__Prompt__
Which lines in the entries below contain the string "white"? Find each one and copy it out, treating uppercase and lowercase as different.

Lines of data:
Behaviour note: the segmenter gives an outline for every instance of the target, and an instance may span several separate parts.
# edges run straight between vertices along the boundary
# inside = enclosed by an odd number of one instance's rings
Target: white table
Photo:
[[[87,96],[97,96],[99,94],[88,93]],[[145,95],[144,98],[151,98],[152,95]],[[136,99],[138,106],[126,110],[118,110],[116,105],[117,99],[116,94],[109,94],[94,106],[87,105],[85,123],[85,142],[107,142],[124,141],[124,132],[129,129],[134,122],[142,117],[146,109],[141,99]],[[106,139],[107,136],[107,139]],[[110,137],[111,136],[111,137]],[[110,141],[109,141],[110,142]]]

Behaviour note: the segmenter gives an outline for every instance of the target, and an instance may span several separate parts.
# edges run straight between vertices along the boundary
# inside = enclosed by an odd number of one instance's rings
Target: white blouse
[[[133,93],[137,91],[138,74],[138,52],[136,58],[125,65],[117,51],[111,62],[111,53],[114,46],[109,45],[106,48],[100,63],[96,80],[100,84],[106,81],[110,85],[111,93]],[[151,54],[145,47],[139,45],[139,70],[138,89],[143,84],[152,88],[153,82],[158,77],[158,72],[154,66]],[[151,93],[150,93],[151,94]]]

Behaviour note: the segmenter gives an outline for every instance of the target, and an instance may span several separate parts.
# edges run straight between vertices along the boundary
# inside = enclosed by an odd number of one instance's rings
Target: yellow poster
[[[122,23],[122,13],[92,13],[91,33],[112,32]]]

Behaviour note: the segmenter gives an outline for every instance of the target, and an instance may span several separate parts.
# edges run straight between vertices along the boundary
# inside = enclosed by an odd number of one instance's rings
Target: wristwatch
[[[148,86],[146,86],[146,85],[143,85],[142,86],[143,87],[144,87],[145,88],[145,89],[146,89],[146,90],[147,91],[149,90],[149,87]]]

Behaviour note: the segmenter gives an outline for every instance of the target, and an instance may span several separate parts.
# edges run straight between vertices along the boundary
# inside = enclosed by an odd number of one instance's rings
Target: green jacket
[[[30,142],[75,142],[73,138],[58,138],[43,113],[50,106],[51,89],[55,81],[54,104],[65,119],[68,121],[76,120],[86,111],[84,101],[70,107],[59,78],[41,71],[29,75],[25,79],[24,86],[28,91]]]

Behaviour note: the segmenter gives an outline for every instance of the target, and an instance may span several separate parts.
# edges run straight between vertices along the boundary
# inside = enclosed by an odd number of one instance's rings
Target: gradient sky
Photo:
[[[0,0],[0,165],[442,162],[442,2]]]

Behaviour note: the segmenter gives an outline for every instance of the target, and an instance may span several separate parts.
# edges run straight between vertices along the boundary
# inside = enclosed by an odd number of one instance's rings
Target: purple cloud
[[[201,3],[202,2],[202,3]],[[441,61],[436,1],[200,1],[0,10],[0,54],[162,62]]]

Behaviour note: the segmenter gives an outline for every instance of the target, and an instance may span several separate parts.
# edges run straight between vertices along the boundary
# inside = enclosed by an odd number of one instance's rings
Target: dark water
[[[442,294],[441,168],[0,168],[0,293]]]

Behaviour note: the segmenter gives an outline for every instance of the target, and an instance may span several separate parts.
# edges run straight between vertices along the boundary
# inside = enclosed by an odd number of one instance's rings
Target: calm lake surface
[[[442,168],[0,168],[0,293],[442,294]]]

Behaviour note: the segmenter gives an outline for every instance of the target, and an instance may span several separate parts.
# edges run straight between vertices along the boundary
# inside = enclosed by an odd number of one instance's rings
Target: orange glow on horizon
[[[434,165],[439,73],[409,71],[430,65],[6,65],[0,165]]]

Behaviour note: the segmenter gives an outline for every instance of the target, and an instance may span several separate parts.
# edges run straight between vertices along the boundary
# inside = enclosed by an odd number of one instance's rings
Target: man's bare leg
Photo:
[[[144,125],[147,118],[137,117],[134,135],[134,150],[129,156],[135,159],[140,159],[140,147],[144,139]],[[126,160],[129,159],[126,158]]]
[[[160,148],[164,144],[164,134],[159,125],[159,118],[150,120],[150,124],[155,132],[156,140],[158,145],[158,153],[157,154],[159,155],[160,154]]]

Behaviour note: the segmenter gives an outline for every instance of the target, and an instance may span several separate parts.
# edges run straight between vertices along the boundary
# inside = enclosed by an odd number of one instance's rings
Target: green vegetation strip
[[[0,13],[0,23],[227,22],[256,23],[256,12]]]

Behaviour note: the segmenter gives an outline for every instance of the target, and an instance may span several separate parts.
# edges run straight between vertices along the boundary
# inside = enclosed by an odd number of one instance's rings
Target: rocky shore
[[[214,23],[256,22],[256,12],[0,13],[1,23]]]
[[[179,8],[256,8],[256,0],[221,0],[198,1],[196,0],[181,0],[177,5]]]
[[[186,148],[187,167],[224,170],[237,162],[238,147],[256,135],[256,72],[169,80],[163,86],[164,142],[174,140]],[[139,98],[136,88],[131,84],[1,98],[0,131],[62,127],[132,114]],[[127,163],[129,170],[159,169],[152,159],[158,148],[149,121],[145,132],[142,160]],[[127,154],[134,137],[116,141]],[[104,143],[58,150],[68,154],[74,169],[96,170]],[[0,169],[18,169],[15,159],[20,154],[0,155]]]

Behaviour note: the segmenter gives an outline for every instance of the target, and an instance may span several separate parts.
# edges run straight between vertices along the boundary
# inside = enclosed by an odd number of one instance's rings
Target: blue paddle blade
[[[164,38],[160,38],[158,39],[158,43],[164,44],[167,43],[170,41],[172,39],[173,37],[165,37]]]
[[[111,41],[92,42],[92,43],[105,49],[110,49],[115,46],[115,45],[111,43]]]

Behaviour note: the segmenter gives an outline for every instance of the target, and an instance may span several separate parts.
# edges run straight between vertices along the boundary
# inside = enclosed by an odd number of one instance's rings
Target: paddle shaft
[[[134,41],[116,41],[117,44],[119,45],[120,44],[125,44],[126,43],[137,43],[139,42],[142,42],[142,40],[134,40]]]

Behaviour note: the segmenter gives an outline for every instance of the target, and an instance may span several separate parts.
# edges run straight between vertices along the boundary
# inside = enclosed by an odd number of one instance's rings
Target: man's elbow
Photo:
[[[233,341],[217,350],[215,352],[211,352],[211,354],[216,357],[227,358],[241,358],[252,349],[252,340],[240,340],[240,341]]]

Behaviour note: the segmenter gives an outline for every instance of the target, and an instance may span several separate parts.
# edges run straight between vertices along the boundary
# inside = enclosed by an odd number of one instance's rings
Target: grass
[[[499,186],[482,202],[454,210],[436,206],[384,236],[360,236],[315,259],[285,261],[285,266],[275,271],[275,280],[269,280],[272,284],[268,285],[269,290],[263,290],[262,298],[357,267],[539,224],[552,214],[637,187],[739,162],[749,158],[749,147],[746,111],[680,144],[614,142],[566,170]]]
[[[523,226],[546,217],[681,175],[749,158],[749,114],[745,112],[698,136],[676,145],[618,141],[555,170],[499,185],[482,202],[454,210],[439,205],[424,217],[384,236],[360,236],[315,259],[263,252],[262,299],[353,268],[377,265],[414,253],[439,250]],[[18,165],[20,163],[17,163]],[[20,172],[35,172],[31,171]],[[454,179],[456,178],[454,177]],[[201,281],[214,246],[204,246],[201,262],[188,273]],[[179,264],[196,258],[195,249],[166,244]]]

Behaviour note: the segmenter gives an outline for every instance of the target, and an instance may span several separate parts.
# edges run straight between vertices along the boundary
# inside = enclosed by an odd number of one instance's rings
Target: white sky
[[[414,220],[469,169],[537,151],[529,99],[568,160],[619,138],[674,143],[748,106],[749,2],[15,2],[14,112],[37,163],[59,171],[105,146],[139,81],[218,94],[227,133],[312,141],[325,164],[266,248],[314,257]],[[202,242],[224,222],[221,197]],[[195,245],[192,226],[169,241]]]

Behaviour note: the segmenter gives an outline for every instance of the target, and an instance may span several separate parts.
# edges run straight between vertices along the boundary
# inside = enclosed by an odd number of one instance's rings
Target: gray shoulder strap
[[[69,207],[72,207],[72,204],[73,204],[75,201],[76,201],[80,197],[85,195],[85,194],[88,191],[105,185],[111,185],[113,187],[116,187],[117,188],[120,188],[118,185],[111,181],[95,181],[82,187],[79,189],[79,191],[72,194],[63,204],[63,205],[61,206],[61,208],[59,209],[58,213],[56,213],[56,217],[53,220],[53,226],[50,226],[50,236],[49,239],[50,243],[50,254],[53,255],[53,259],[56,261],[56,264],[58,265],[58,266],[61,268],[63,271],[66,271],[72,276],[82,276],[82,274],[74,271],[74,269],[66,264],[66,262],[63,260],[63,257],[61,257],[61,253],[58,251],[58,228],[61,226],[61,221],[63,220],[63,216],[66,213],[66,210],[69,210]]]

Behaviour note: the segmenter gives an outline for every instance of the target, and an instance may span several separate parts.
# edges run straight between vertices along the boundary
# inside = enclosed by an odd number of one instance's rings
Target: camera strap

__Answer to this problem__
Target: white table
Target: white blouse
Target: white sky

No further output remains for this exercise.